→ **Written request**:
Please rewrite the lines below, beginning at the line that contains "of the weathered" and stopping after the last line, with "wooden fence" replaced by "timber fence" and everything else left unchanged.

→ **Material supplied**:
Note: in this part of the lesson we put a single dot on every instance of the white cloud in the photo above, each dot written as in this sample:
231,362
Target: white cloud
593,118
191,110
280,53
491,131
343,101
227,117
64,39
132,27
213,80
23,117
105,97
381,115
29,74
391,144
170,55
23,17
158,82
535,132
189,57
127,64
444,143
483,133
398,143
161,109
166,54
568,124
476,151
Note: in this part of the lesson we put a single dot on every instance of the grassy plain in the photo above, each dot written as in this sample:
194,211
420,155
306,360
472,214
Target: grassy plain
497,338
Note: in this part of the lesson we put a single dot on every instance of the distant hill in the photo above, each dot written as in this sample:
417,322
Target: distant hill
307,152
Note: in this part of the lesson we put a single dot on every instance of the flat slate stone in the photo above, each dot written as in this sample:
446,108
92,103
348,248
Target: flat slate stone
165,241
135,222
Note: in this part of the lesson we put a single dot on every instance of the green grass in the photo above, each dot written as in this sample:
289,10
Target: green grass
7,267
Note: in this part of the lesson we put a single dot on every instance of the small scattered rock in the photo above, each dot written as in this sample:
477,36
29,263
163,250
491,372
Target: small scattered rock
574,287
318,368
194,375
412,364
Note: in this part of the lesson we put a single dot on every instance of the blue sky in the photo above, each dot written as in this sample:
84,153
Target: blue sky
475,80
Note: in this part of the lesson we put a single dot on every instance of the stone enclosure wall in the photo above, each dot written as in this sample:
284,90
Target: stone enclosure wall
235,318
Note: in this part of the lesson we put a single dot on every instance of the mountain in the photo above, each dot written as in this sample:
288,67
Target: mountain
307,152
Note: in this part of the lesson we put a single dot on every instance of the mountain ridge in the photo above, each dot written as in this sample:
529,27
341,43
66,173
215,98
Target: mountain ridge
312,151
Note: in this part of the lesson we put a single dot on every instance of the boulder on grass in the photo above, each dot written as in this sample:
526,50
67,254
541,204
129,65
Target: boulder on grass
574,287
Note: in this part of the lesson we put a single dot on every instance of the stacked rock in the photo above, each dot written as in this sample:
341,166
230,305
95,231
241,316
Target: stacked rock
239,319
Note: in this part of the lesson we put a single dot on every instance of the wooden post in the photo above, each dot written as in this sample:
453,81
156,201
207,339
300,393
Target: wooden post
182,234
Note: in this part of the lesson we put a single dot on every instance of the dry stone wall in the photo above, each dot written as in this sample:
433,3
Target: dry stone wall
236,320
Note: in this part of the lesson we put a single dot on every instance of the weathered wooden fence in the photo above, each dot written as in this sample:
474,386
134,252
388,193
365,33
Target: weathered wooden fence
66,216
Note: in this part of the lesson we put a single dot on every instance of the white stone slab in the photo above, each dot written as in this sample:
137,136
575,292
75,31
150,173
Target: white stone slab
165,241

→ **Task output**:
Note: in this part of the lesson we put a single dot on every instance of the weathered timber fence in the photo above, each dot written as in this sample:
474,386
134,252
388,193
365,33
Target: weathered timber fence
66,216
Note: in this part of the lesson we put a single dot on every instance of the white stone slab in the photo above, each dot written as in this sample:
137,136
575,292
75,31
150,173
Target: white stone slab
165,241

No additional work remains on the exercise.